━━ PROVIDED PASSAGE ━━
HMP Northumberland: A year on from privatisation
An MP described it as a "powder keg". A union called it a "tinderbox" and said its members did not feel it was safe. HMP Northumberland, in north-east England, has been under scrutiny ever since it was privatised a year ago and cut a third of its staff. So is the criticism justified?
The company that runs HMP Northumberland insists the prison is under control and says the same number of layoffs would have been had it remained in the public sector.
But a series of incidents, since French multinational Sodexo took over in December 2013, have attracted criticism from staff, MPs and union officials.
Paul Miller was an officer at the 1,300-capacity Acklington jail for 23 years and picked up awards for his service.
"I loved my job. I loved the banter. I had a great rapport with the prisoners. I was proud to wear the crown on the uniform," he said.
He, along with about 200 of the 588 staff, took voluntary redundancy earlier this year.
━━━
━━ RAW DATA ━━
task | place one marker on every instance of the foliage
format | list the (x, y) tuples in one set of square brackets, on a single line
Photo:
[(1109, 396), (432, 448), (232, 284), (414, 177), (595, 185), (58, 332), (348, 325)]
━━━
WORK REQUIRED » Please update the HMP Northumberland report, starting with "But a series" and going on through "earlier this year.", so that "staff" becomes "employees".

TASK RESPONSE »
But a series of incidents, since French multinational Sodexo took over in December 2013, have attracted criticism from employees, MPs and union officials.
Paul Miller was an officer at the 1,300-capacity Acklington jail for 23 years and picked up awards for his service.
"I loved my job. I loved the banter. I had a great rapport with the prisoners. I was proud to wear the crown on the uniform," he said.
He, along with about 200 of the 588 employees, took voluntary redundancy earlier this year.